Dataset entries
* * *

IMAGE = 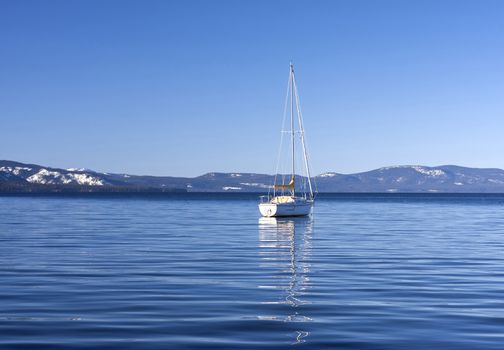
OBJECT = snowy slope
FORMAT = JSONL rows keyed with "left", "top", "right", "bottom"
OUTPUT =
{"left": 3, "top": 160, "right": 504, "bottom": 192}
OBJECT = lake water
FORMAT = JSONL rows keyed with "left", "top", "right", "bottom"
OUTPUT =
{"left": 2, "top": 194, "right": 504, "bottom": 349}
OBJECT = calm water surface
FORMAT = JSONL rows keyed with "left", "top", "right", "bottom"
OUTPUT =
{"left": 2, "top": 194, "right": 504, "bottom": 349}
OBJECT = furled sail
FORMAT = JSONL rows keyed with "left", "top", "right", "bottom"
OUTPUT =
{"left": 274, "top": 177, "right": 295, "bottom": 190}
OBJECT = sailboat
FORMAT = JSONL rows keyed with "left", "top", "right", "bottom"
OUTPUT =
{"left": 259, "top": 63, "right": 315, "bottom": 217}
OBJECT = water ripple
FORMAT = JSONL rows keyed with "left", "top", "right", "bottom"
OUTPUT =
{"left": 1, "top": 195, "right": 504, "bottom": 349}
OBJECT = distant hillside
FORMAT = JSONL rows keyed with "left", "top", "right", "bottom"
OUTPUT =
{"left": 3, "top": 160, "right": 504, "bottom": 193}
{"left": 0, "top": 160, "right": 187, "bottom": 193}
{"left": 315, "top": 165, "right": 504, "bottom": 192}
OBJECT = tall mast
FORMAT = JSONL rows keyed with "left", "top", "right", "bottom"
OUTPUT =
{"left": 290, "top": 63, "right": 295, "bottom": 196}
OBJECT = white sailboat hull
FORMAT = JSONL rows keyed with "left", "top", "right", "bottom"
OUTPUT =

* * *

Count how many lines in the data above include the string "sailboat", and write only that number.

**Answer to this exercise**
2